## ASSIGNMENT
Two lines mark the range in the entries below: the one holding "Find the snow on" and the one holding "Find the white cloud;". Set down those two and all lines between them, exactly.

## INFORMATION GIVEN
[Start of section]

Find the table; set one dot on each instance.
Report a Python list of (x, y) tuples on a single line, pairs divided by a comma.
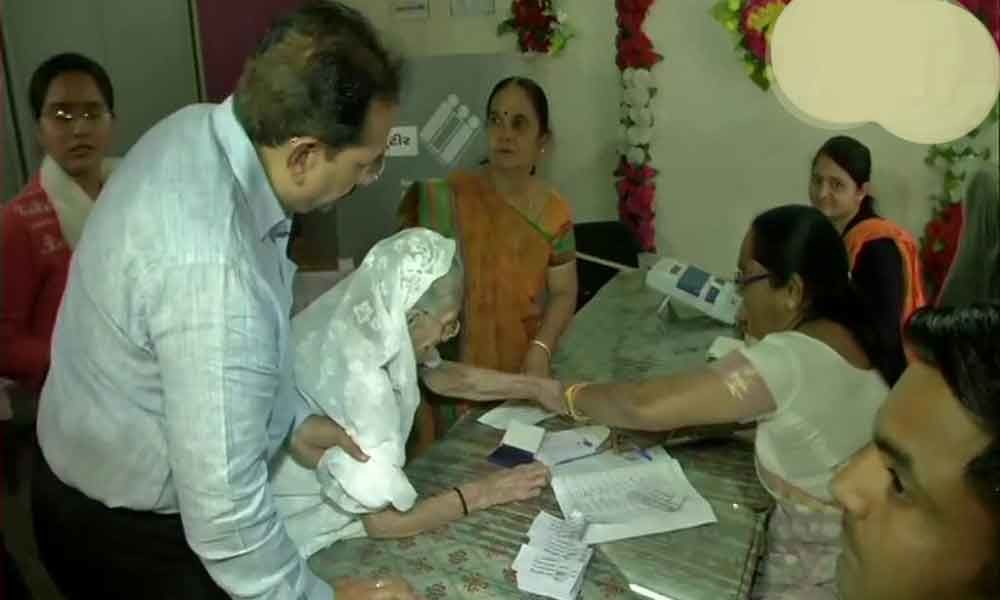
[(617, 335)]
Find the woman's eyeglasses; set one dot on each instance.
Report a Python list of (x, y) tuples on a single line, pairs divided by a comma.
[(67, 116), (372, 171)]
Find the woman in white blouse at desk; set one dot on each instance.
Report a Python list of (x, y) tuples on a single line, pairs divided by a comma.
[(813, 383)]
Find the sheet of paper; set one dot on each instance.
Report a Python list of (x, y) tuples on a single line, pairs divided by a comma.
[(553, 562), (514, 410), (563, 446), (525, 437), (639, 499)]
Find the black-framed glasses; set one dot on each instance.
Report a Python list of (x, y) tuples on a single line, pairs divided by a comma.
[(742, 281), (373, 171), (67, 115)]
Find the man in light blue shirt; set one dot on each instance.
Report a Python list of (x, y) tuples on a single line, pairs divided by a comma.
[(171, 384)]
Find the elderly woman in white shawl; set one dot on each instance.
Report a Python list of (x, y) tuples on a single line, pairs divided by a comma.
[(358, 348)]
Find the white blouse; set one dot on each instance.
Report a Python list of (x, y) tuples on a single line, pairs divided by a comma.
[(825, 409)]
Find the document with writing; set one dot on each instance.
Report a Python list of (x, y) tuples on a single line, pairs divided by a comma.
[(640, 498), (514, 411), (552, 564)]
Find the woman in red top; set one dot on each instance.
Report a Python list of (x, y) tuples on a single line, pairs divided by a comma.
[(73, 104)]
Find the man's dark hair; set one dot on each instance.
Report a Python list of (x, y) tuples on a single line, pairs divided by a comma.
[(963, 343), (316, 73)]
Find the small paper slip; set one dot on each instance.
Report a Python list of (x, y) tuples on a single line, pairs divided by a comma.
[(722, 346), (552, 564), (518, 446), (639, 499), (563, 446), (513, 410)]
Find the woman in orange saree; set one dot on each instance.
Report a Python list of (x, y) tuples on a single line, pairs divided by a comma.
[(515, 233)]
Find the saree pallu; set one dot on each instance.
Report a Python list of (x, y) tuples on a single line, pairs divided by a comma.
[(506, 255), (803, 546)]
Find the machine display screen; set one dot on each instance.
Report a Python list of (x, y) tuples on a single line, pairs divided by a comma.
[(693, 281)]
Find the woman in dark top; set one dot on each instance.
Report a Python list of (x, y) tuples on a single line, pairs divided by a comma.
[(884, 257)]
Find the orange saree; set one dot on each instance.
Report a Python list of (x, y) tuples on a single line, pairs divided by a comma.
[(506, 255)]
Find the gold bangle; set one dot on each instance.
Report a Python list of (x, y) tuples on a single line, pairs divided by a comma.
[(543, 346), (569, 402)]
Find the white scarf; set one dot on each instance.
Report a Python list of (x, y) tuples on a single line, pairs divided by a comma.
[(354, 362), (71, 203)]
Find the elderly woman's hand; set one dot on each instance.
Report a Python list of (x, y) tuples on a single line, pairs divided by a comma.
[(549, 393), (318, 434), (536, 362), (507, 485)]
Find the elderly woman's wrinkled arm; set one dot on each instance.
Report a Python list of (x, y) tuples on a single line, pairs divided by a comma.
[(500, 487), (457, 380)]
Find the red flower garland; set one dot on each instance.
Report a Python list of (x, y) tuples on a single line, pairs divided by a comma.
[(635, 187), (538, 25)]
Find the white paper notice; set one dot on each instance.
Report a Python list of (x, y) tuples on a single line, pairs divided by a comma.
[(640, 499), (563, 446), (552, 564), (526, 437), (513, 410)]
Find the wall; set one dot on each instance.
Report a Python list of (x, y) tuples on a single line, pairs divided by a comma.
[(11, 177), (145, 45), (725, 149), (581, 83)]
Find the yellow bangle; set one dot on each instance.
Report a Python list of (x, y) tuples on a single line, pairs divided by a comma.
[(569, 402), (543, 346)]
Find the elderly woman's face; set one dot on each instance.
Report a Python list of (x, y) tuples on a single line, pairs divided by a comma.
[(427, 331)]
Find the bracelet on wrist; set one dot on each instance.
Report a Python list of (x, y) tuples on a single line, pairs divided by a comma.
[(544, 347), (461, 497), (569, 402)]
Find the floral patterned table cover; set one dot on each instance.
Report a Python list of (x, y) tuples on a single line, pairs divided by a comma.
[(617, 335)]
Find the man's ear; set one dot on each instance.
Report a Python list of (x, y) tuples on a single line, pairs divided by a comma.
[(302, 156)]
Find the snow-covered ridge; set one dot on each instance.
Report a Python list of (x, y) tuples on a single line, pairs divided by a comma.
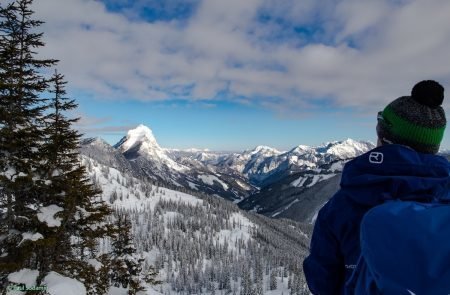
[(187, 238), (141, 134)]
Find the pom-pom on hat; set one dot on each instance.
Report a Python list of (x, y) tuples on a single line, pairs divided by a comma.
[(417, 121)]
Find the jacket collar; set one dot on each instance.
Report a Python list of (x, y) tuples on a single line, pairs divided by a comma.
[(396, 172)]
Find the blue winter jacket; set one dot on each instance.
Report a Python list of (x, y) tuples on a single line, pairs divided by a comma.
[(385, 173)]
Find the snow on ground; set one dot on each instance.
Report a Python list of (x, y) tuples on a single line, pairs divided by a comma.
[(337, 167), (129, 191), (209, 179), (318, 178), (95, 263), (192, 186), (31, 237), (24, 276), (47, 215), (299, 182), (242, 231), (58, 284), (285, 208)]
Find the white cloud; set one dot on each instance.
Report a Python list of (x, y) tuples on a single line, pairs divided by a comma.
[(371, 51)]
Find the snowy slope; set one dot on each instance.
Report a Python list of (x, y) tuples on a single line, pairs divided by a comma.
[(265, 165), (201, 244), (167, 166)]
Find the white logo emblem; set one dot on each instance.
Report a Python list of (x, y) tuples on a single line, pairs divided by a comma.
[(376, 158)]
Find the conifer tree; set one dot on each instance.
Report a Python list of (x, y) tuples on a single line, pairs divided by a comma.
[(40, 170), (125, 269), (21, 119)]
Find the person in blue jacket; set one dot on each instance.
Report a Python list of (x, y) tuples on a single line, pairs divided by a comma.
[(403, 166)]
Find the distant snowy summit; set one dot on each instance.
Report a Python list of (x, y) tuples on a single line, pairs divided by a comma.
[(232, 175)]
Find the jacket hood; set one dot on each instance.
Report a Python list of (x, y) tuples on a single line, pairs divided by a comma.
[(396, 172)]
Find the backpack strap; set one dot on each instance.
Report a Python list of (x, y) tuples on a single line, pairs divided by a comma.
[(405, 249)]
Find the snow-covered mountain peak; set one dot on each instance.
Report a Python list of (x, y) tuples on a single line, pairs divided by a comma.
[(141, 136), (348, 148), (265, 150), (97, 141), (301, 149)]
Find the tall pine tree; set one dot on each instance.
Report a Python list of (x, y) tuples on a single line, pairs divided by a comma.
[(51, 216), (21, 136)]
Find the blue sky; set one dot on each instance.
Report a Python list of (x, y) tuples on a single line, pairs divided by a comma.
[(230, 75)]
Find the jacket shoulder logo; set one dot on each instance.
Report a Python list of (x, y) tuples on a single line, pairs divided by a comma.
[(376, 158)]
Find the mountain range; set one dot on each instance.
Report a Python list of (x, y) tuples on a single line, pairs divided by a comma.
[(264, 179)]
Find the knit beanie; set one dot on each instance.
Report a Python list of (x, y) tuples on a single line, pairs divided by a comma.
[(417, 121)]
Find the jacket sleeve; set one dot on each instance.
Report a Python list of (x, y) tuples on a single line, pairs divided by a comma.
[(324, 268)]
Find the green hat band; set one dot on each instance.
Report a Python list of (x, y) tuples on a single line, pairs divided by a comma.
[(407, 130)]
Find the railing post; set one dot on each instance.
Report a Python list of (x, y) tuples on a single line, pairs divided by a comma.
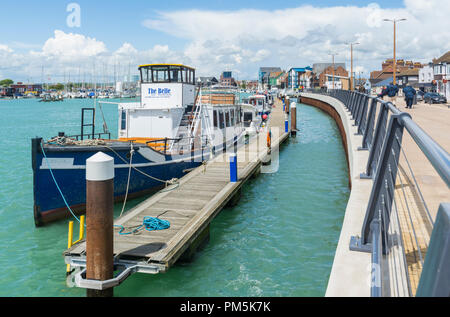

[End of section]

## YOUR SOLUTION
Find the snow on ground; set one dot on each instance.
Report a Python list of (x, y) tuples on a single line, pairs divided by a comma.
[(337, 167), (129, 191), (209, 179), (318, 178), (95, 263), (192, 186), (31, 237), (24, 276), (47, 215), (299, 182), (242, 231), (58, 284), (285, 208)]
Find the white cloud; set one dot on each instance.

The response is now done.